Your instructions:
Answer these questions using the forum thread below about a Yeti cooler deal at Costco.
(a) What best online price did the Red Laser app show for the 65qt Yeti?
(b) Where does Highflier say Yeti coolers are made?
(c) How often does Empty Pockets CC say they no longer have to replace hinges or latches?

====== Extracted text

# Yeti 65qt at Costco (San Antonio) $269



## doslocosranch (Apr 24, 2006)

I was at Costco saw a good deal on a 65qt Yeti. Scanned with Red Laser app online looks like $329 best price.


----------



## SailFishCostaRica (Jan 7, 2010)

Yeti's are the best coolers on earth! Also made right near San Antonio, so it's even Texan. What more could you ask for?


----------



## ssteel069 (Mar 7, 2009)

Just big enough to ice down beer!


----------



## Texas Jeweler (Nov 6, 2007)

Guess I have not found the ROI for the price difference and ice...


----------



## Flat's Hunter (Oct 18, 2007)

Texas Jeweler said:


> Guess I have not found the ROI for the price difference and ice...


The ROI Is not about the ice, it about how much self esteem you gain.

No but seriously I beleive they are
Only worth it for a boat seat or for platform that will take a lot of abuse. If you use it as a regular cooler- probably not enough ROI.

-CONSERVATION: keep what ya eat, release the rest
-Respect the resource and your fellow outdoorsman
-Sent from my iPhone using Tapatalk


----------



## Cody C (May 15, 2009)

doslocosranch said:


> I was at Costco saw a good deal on a 65qt Yeti. Scanned with Red Laser app online looks like $329 best price.


If it is a Yeti, then why does the box say to handle with care? :rotfl:


----------



## luna sea II (Jul 11, 2009)

I saw an article a while back where they tested the ice keeping ability of expensive coolers against the cheap ones that poor folks like me buy. when the box was opened regularly like they are when people are getting beers out of them they don't hold ice any better than the cheap stuff.


----------



## mad marlin (Jan 17, 2008)

& I was going to say what a deal ! & why costco does not have search a deals State wide.
Uh..ill keep my cheapo coolman or whatever its cooled, punt intended


----------



## Highflier (Jun 22, 2006)

SailFishCostaRica said:


> Yeti's are the best coolers on earth! Also made right near San Antonio, so it's even Texan. What more could you ask for?


Actually, they are made in China.

Yeti took over the Icey Tek cooler import in '04 or '05 and changed the name to Yeti.


----------



## Empty Pockets CC (Feb 18, 2009)

I'll keep my fleet of Yeti's...Ya they work just as poorly as anything else out there when you open and close the lid all day, BUT their customer service, rugged construction, and quality blow any Coleman, Igloo, etc. outta the water. I don't have to go to Academy to replace hinges or latches every 6 months either...

It's all about personal preference...The juice is worth the squeeze in my opinion...They do hold ice much better if left closed and that matters to me when heading offshore or going hunting for the weekend. Throw the drinks and food in one with some ice...Fill up the other two with just ice and transfer ice as needed. Works for me.

============
====== Data lines

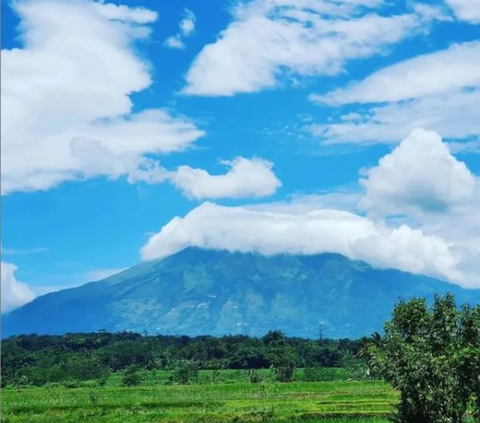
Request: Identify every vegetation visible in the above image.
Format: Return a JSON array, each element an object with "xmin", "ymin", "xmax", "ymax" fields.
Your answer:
[
  {"xmin": 2, "ymin": 295, "xmax": 480, "ymax": 423},
  {"xmin": 2, "ymin": 380, "xmax": 397, "ymax": 423},
  {"xmin": 365, "ymin": 295, "xmax": 480, "ymax": 423},
  {"xmin": 2, "ymin": 248, "xmax": 480, "ymax": 339},
  {"xmin": 2, "ymin": 331, "xmax": 368, "ymax": 387}
]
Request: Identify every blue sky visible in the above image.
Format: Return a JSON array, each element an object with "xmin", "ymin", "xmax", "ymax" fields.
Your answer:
[{"xmin": 1, "ymin": 0, "xmax": 480, "ymax": 309}]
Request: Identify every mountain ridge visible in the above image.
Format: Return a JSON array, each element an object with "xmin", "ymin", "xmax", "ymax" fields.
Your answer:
[{"xmin": 2, "ymin": 247, "xmax": 480, "ymax": 338}]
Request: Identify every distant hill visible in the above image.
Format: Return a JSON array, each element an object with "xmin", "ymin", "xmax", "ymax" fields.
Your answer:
[{"xmin": 2, "ymin": 248, "xmax": 480, "ymax": 338}]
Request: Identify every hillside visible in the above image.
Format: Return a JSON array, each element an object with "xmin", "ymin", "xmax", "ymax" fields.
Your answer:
[{"xmin": 2, "ymin": 248, "xmax": 480, "ymax": 338}]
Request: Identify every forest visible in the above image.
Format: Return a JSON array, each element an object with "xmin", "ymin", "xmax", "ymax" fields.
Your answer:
[
  {"xmin": 1, "ymin": 331, "xmax": 365, "ymax": 387},
  {"xmin": 2, "ymin": 294, "xmax": 480, "ymax": 423}
]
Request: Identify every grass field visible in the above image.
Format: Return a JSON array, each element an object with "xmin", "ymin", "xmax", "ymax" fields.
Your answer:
[{"xmin": 2, "ymin": 371, "xmax": 396, "ymax": 423}]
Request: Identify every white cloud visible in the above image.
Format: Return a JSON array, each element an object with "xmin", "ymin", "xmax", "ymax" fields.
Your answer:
[
  {"xmin": 1, "ymin": 261, "xmax": 35, "ymax": 314},
  {"xmin": 141, "ymin": 129, "xmax": 480, "ymax": 288},
  {"xmin": 142, "ymin": 203, "xmax": 463, "ymax": 283},
  {"xmin": 163, "ymin": 34, "xmax": 185, "ymax": 50},
  {"xmin": 180, "ymin": 9, "xmax": 196, "ymax": 37},
  {"xmin": 163, "ymin": 9, "xmax": 196, "ymax": 50},
  {"xmin": 169, "ymin": 157, "xmax": 281, "ymax": 199},
  {"xmin": 184, "ymin": 0, "xmax": 439, "ymax": 96},
  {"xmin": 1, "ymin": 0, "xmax": 203, "ymax": 194},
  {"xmin": 310, "ymin": 41, "xmax": 480, "ymax": 105},
  {"xmin": 360, "ymin": 129, "xmax": 477, "ymax": 215},
  {"xmin": 447, "ymin": 0, "xmax": 480, "ymax": 23},
  {"xmin": 85, "ymin": 267, "xmax": 126, "ymax": 282},
  {"xmin": 308, "ymin": 42, "xmax": 480, "ymax": 146}
]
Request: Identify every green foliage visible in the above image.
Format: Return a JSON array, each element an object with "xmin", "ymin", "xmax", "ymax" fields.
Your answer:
[
  {"xmin": 1, "ymin": 331, "xmax": 360, "ymax": 387},
  {"xmin": 263, "ymin": 331, "xmax": 296, "ymax": 382},
  {"xmin": 247, "ymin": 369, "xmax": 263, "ymax": 383},
  {"xmin": 2, "ymin": 248, "xmax": 479, "ymax": 340},
  {"xmin": 172, "ymin": 360, "xmax": 200, "ymax": 385},
  {"xmin": 1, "ymin": 380, "xmax": 396, "ymax": 423},
  {"xmin": 122, "ymin": 365, "xmax": 142, "ymax": 386},
  {"xmin": 366, "ymin": 295, "xmax": 480, "ymax": 423}
]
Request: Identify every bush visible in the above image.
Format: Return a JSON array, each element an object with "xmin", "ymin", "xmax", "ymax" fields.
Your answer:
[{"xmin": 122, "ymin": 366, "xmax": 142, "ymax": 386}]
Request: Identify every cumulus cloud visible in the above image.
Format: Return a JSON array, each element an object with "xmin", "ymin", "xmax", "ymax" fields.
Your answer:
[
  {"xmin": 184, "ymin": 0, "xmax": 440, "ymax": 96},
  {"xmin": 310, "ymin": 41, "xmax": 480, "ymax": 105},
  {"xmin": 85, "ymin": 267, "xmax": 127, "ymax": 282},
  {"xmin": 141, "ymin": 129, "xmax": 480, "ymax": 288},
  {"xmin": 447, "ymin": 0, "xmax": 480, "ymax": 23},
  {"xmin": 169, "ymin": 157, "xmax": 281, "ymax": 199},
  {"xmin": 1, "ymin": 261, "xmax": 35, "ymax": 314},
  {"xmin": 163, "ymin": 34, "xmax": 185, "ymax": 50},
  {"xmin": 308, "ymin": 41, "xmax": 480, "ymax": 144},
  {"xmin": 141, "ymin": 203, "xmax": 462, "ymax": 283},
  {"xmin": 360, "ymin": 129, "xmax": 477, "ymax": 215},
  {"xmin": 164, "ymin": 9, "xmax": 196, "ymax": 49},
  {"xmin": 1, "ymin": 0, "xmax": 204, "ymax": 194}
]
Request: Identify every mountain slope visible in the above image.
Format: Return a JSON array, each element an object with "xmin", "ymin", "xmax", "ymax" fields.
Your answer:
[{"xmin": 2, "ymin": 248, "xmax": 480, "ymax": 337}]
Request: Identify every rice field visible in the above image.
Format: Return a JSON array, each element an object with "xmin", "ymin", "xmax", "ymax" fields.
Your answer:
[{"xmin": 2, "ymin": 380, "xmax": 396, "ymax": 423}]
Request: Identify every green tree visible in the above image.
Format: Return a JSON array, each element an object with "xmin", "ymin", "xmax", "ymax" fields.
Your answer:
[
  {"xmin": 263, "ymin": 331, "xmax": 296, "ymax": 382},
  {"xmin": 366, "ymin": 295, "xmax": 480, "ymax": 423}
]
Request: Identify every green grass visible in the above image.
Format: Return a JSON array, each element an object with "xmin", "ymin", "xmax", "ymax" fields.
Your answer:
[{"xmin": 2, "ymin": 380, "xmax": 396, "ymax": 423}]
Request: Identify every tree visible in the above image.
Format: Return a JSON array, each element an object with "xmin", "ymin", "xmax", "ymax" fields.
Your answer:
[
  {"xmin": 365, "ymin": 295, "xmax": 480, "ymax": 423},
  {"xmin": 173, "ymin": 360, "xmax": 199, "ymax": 385},
  {"xmin": 263, "ymin": 331, "xmax": 296, "ymax": 382}
]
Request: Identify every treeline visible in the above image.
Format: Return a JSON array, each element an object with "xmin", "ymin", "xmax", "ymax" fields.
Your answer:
[{"xmin": 1, "ymin": 331, "xmax": 368, "ymax": 387}]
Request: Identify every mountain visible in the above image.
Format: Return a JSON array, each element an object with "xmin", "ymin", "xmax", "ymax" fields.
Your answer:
[{"xmin": 2, "ymin": 248, "xmax": 480, "ymax": 338}]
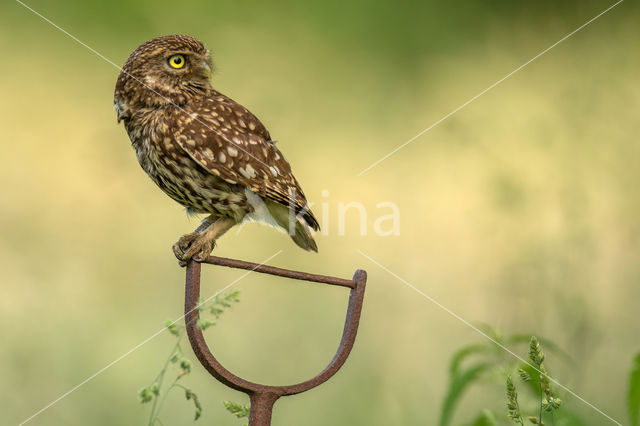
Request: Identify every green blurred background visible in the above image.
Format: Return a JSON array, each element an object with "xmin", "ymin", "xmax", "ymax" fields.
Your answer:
[{"xmin": 0, "ymin": 0, "xmax": 640, "ymax": 425}]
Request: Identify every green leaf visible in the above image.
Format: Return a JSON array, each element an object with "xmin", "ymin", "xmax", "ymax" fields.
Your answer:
[
  {"xmin": 439, "ymin": 363, "xmax": 490, "ymax": 426},
  {"xmin": 519, "ymin": 364, "xmax": 540, "ymax": 396},
  {"xmin": 627, "ymin": 353, "xmax": 640, "ymax": 426},
  {"xmin": 164, "ymin": 320, "xmax": 180, "ymax": 336},
  {"xmin": 222, "ymin": 401, "xmax": 250, "ymax": 419},
  {"xmin": 184, "ymin": 389, "xmax": 202, "ymax": 420},
  {"xmin": 471, "ymin": 409, "xmax": 498, "ymax": 426},
  {"xmin": 449, "ymin": 343, "xmax": 489, "ymax": 378},
  {"xmin": 138, "ymin": 386, "xmax": 153, "ymax": 404}
]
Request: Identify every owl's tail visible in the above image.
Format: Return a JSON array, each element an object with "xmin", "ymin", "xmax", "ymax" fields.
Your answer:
[{"xmin": 265, "ymin": 200, "xmax": 318, "ymax": 253}]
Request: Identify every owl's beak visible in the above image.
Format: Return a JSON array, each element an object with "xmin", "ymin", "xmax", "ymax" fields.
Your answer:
[{"xmin": 198, "ymin": 61, "xmax": 213, "ymax": 80}]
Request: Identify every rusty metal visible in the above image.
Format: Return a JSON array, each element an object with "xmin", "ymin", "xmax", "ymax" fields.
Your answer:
[{"xmin": 184, "ymin": 256, "xmax": 367, "ymax": 426}]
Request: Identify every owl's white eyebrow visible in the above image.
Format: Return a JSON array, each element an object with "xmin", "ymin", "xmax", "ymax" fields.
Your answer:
[
  {"xmin": 16, "ymin": 0, "xmax": 272, "ymax": 175},
  {"xmin": 358, "ymin": 0, "xmax": 624, "ymax": 176}
]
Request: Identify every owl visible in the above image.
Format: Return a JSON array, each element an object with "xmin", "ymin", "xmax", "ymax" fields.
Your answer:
[{"xmin": 114, "ymin": 35, "xmax": 320, "ymax": 266}]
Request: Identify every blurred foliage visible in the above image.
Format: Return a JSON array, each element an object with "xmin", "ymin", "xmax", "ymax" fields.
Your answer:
[
  {"xmin": 628, "ymin": 353, "xmax": 640, "ymax": 426},
  {"xmin": 439, "ymin": 325, "xmax": 585, "ymax": 426},
  {"xmin": 138, "ymin": 290, "xmax": 240, "ymax": 426},
  {"xmin": 0, "ymin": 0, "xmax": 640, "ymax": 426}
]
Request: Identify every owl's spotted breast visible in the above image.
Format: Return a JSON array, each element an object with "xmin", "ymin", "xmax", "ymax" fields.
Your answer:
[{"xmin": 127, "ymin": 107, "xmax": 252, "ymax": 221}]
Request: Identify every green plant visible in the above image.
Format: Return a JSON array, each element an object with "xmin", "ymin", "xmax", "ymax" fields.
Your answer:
[
  {"xmin": 627, "ymin": 353, "xmax": 640, "ymax": 426},
  {"xmin": 138, "ymin": 290, "xmax": 240, "ymax": 426},
  {"xmin": 439, "ymin": 325, "xmax": 584, "ymax": 426},
  {"xmin": 507, "ymin": 336, "xmax": 562, "ymax": 425},
  {"xmin": 222, "ymin": 401, "xmax": 250, "ymax": 426}
]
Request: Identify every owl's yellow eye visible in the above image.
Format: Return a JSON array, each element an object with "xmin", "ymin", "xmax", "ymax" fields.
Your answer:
[{"xmin": 169, "ymin": 55, "xmax": 187, "ymax": 69}]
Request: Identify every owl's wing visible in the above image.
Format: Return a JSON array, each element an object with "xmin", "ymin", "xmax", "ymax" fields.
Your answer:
[{"xmin": 175, "ymin": 92, "xmax": 320, "ymax": 231}]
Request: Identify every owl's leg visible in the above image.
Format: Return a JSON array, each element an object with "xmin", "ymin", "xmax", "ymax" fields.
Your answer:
[{"xmin": 173, "ymin": 216, "xmax": 236, "ymax": 266}]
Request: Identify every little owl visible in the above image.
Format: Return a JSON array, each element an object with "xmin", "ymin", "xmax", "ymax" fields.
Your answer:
[{"xmin": 114, "ymin": 35, "xmax": 319, "ymax": 265}]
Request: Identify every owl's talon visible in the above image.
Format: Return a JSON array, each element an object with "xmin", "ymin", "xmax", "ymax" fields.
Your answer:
[{"xmin": 172, "ymin": 232, "xmax": 216, "ymax": 266}]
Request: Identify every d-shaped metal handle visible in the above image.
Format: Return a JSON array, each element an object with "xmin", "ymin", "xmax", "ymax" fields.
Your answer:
[{"xmin": 184, "ymin": 256, "xmax": 367, "ymax": 426}]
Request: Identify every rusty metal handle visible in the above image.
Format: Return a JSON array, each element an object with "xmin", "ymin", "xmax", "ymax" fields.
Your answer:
[{"xmin": 184, "ymin": 256, "xmax": 367, "ymax": 426}]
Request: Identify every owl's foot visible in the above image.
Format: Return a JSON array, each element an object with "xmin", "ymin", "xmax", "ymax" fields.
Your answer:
[
  {"xmin": 173, "ymin": 219, "xmax": 235, "ymax": 266},
  {"xmin": 173, "ymin": 232, "xmax": 216, "ymax": 266}
]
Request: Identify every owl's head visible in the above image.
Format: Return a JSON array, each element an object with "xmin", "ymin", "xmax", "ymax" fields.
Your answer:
[{"xmin": 115, "ymin": 35, "xmax": 213, "ymax": 120}]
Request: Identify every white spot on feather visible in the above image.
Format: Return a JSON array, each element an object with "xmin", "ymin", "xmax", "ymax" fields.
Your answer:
[{"xmin": 242, "ymin": 188, "xmax": 282, "ymax": 229}]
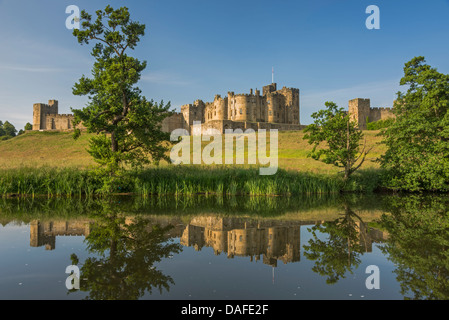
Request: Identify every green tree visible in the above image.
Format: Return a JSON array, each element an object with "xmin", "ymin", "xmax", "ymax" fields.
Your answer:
[
  {"xmin": 0, "ymin": 120, "xmax": 5, "ymax": 137},
  {"xmin": 72, "ymin": 5, "xmax": 171, "ymax": 175},
  {"xmin": 304, "ymin": 102, "xmax": 370, "ymax": 181},
  {"xmin": 380, "ymin": 57, "xmax": 449, "ymax": 191}
]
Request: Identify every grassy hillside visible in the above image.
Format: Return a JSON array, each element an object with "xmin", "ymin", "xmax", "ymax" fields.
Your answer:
[{"xmin": 0, "ymin": 131, "xmax": 385, "ymax": 173}]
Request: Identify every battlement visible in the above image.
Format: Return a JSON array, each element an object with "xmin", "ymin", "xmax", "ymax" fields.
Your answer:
[
  {"xmin": 371, "ymin": 107, "xmax": 393, "ymax": 111},
  {"xmin": 348, "ymin": 98, "xmax": 395, "ymax": 130}
]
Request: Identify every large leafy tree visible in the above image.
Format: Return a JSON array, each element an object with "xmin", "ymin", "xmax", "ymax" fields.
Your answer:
[
  {"xmin": 304, "ymin": 102, "xmax": 369, "ymax": 180},
  {"xmin": 381, "ymin": 57, "xmax": 449, "ymax": 191},
  {"xmin": 72, "ymin": 6, "xmax": 171, "ymax": 173}
]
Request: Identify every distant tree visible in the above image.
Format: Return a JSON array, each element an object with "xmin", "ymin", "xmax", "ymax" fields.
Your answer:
[
  {"xmin": 72, "ymin": 5, "xmax": 171, "ymax": 175},
  {"xmin": 304, "ymin": 102, "xmax": 370, "ymax": 181},
  {"xmin": 3, "ymin": 121, "xmax": 17, "ymax": 137},
  {"xmin": 24, "ymin": 122, "xmax": 33, "ymax": 130},
  {"xmin": 380, "ymin": 57, "xmax": 449, "ymax": 191}
]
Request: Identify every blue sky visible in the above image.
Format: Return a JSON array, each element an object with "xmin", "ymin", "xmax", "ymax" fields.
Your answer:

============

Expected answer:
(a) $329
(b) China
(c) Every 6 months